◆ Goal: How many lines of the items below contain the string "outline", with case counting? Count them and give only the number.

start Records supplied

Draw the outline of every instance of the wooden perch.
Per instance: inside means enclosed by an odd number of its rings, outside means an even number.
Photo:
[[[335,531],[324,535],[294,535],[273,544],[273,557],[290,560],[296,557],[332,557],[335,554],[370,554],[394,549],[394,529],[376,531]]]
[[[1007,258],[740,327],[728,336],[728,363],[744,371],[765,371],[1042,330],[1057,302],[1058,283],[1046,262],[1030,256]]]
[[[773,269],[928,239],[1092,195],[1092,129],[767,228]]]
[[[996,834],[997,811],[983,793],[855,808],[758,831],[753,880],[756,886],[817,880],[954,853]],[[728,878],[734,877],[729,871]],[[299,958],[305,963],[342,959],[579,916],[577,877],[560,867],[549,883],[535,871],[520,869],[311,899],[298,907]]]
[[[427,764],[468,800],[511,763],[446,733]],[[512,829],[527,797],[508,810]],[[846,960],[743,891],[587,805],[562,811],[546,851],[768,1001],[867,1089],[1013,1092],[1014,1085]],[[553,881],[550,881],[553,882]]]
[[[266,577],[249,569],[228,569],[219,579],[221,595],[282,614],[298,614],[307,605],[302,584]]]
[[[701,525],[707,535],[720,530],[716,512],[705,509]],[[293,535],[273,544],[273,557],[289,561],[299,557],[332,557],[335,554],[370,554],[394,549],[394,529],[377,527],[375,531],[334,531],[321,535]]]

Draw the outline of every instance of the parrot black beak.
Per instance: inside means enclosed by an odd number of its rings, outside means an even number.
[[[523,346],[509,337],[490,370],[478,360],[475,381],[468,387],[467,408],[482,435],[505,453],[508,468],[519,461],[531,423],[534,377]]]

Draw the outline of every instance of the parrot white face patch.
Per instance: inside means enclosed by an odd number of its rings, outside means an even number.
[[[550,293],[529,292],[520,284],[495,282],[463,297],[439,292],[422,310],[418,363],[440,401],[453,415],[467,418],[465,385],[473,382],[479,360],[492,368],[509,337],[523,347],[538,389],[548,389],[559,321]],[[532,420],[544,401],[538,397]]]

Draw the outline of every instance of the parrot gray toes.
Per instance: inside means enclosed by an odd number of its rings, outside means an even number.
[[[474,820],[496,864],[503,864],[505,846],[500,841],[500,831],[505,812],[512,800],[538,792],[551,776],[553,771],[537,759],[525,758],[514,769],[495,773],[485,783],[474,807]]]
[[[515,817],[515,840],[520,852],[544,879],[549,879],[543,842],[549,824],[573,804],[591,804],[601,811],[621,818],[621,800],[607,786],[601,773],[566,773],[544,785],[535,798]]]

end Records supplied

◆ Written solution: 4